● Поставленная задача
Ответьте на вопросы по фрагменту текста ниже:
(a) Какая посмертная книга приводится во фрагменте как пример книги, выигравшей оттого, что осталась в черновиках?
(b) Чем, согласно фрагменту, может обернуться оправдание черновиков?
(c) Чего, по словам фрагмента, критики сплошь и рядом не замечают под внешней связностью?

##### Фрагмент текста #####

Да, бесспорно, за великими, основными человеческими книгами чувствуются долгая работа, огромное волевое усилие, проверка, охват темы во всем ее развитии, будто с птичьего полета. Оправдание черновиков может обернуться оправданием лени. Но иные, не “основные” книги выиграли бы, если бы остались в черновиках, как выиграла, например, посмертная книга Бунина о Чехове, которую он, Бунин, наверно обезличил бы, если бы, готовя ее к печати, выбросил, сгладил отдельные, в сердцах сделанные замечания на полях прочитанного. Да и вообще, кто же из пишущих этого не знает: бывает, исправляешь, час-другой подчищаешь, а потом с удивлением убеждаешься, что восстановил именно тот текст, который написан был сразу.
Критики требуют от авторов стройной последовательности изложения, солидной согласованности суждений, сплошь и рядом не замечая под этой внешней связностью отсутствия внутреннего единства. А только оно, это внутреннее единство, и способно что-то удержать от развала, связать, одухотворить, при любых противоречиях и скачках от одного к другому.

##### Представленные данные #####

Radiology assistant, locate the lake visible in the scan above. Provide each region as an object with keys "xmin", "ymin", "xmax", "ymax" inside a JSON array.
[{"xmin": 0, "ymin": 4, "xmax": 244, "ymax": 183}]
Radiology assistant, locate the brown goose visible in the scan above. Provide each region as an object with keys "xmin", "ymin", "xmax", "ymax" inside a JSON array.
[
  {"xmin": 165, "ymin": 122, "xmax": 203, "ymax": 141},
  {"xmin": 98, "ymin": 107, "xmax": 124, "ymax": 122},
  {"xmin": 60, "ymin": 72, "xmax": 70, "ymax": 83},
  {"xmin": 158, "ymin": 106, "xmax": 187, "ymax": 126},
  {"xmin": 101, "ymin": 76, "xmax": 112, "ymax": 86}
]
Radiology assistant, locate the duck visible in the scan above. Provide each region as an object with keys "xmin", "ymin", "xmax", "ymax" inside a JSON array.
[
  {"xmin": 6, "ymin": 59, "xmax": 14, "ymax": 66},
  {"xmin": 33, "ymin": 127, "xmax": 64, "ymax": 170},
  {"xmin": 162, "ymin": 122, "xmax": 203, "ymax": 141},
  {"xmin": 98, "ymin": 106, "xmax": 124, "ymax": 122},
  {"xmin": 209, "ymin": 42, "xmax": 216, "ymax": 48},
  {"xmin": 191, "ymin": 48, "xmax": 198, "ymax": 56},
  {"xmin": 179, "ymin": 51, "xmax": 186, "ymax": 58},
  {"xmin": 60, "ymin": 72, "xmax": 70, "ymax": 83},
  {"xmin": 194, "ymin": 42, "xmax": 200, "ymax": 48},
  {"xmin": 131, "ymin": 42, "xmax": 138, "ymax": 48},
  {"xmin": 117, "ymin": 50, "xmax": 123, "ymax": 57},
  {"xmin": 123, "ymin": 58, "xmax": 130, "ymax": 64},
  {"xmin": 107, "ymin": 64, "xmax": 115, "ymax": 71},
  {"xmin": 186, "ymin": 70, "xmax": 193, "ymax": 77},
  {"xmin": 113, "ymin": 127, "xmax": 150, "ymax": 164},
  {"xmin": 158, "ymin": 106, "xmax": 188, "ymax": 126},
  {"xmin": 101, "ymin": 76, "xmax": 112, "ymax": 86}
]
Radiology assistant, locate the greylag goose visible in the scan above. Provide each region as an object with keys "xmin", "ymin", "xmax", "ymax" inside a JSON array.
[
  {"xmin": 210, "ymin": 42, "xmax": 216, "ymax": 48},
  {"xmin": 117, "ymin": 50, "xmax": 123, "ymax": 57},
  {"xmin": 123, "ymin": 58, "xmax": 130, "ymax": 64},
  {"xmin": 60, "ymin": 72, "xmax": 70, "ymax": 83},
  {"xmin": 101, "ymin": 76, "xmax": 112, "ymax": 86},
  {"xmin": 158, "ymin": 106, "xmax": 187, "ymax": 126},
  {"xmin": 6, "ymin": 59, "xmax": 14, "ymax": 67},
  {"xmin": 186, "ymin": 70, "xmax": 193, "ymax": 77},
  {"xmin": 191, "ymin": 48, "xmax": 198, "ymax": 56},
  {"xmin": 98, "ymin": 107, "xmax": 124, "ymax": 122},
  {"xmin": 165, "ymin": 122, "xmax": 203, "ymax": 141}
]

#####

● Решение задачи
(a) Книга Бунина о Чехове.
(b) Оправданием лени.
(c) Отсутствия внутреннего единства.